[begin Document passage]

I ran a few tests with the benchmark I wrote yesterday, and it doesn't seem to be a useful one. Perhaps if I tweak it to use files instead of directories it'll be more useful. But the charts I get out of it show very slow slides up, with no clear break points. MKDIR functions work nearly linearly, and enumerating the directories also shows very good performance. It still takes a long time to parse through 100,000 directories, but atomicly it works well.

Though, I wonder if files yield different results?

And, doh, I bet I'll get different results when running against a Windows server than a NetWare one. Heh. We'll see.


That was easier than I thought...

After not nearly as much time spent in front of VisualStudio as I thought I'd need, I now have a tool to test out the big-directory case. I'm running a few tests to see if the output does make sense, but early returns show not too shabby information. I'm still not 100% certain that I have my units right, but at least it'll give me something to compare against, and whether or not large directory listings are subjest to linear, or curved response times.

Some sample output:

Iterations, MkDirOpTime(ms), EnumerationTimeDOS(ms), EnumerationOpTimeDOS(ms)
500, 0.213460893024992, 4.33778808035625, 0.0086755761607125
1000, 0.205388901117948, 8.56917296772817, 0.00856917296772817
1500, 0.206062279938047, 12.6200889185171, 0.00841339261234476
2000, 0.203543292746338, 16.5182862916397, 0.00825914314581986
2500, 0.202069268714127, 20.5898861176478, 0.00823595444705914
3000, 0.201296393468305, 24.786919106575, 0.00826230636885834

That's 3000 directories being enumerated in that bottom line. I'm also not 100% on the time unit being miliseconds, though the same operation converts the arbitrary (?) system units into real units for all of those.

[end Document passage]
[begin Entries]

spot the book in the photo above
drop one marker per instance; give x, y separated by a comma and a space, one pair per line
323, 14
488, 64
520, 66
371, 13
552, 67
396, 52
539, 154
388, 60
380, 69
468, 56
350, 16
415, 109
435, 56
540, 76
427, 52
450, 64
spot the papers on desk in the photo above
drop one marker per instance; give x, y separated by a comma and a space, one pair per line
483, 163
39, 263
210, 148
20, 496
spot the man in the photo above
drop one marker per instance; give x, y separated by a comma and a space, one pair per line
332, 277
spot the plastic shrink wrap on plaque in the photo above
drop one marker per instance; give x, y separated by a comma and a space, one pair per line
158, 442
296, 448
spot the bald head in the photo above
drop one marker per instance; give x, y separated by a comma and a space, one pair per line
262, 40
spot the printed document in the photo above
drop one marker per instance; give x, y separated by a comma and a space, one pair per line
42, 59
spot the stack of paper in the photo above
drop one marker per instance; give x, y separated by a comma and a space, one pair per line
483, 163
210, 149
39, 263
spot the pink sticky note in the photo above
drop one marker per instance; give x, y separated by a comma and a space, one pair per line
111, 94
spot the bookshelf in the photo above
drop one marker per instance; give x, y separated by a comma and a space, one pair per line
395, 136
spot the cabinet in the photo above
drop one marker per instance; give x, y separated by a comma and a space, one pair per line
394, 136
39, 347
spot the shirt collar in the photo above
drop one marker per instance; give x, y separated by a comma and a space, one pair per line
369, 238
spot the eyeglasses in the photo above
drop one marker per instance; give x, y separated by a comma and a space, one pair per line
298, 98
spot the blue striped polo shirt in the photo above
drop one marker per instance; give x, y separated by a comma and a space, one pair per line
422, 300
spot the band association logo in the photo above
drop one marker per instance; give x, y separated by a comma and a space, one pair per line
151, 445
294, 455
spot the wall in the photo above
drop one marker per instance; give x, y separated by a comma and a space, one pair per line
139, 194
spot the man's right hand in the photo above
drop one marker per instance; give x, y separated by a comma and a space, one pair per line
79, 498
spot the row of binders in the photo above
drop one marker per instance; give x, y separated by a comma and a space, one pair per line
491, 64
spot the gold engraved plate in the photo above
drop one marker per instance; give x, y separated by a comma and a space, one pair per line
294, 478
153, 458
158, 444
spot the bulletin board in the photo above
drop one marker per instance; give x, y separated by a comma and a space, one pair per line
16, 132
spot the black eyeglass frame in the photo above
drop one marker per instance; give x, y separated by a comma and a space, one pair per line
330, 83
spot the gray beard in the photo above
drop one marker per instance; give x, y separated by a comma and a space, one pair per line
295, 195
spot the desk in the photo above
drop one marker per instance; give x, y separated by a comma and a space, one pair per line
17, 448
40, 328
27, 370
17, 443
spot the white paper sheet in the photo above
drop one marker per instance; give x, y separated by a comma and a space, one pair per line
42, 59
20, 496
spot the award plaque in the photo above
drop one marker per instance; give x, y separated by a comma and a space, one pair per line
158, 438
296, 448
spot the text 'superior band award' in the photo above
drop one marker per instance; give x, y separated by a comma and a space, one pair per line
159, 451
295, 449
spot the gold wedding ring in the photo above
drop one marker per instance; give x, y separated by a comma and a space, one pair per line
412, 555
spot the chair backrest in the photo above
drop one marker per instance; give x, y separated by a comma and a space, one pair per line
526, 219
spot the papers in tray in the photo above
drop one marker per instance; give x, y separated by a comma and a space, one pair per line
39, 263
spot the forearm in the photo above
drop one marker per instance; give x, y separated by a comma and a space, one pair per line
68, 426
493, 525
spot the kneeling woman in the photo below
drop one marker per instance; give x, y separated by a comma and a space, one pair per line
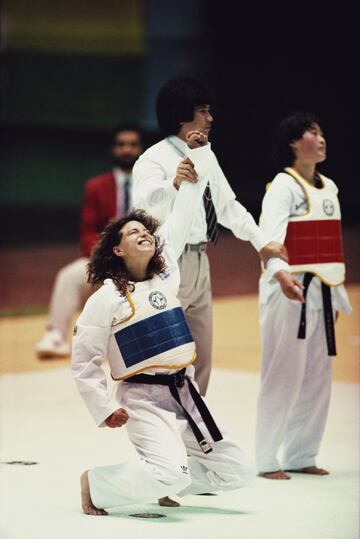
136, 321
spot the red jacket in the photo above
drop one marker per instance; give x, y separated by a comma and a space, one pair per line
99, 205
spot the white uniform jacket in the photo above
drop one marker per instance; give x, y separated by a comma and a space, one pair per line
154, 192
146, 329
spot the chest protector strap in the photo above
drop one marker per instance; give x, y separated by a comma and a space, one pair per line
328, 314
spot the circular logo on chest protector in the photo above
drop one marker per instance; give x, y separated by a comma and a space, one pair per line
328, 207
157, 300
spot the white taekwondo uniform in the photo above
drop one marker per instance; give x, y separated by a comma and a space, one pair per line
153, 190
296, 372
146, 332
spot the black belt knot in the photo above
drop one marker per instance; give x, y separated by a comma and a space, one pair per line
173, 381
328, 314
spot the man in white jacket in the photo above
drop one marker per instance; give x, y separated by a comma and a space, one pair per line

[end Entries]

● Exercise instructions
Print the part of the directory benchmark post above between "Though, I wonder" and "than I thought...", inclusive, with every word kept the same.

● Finished exercise
Though, I wonder if files yield different results?

And, doh, I bet I'll get different results when running against a Windows server than a NetWare one. Heh. We'll see.


That was easier than I thought...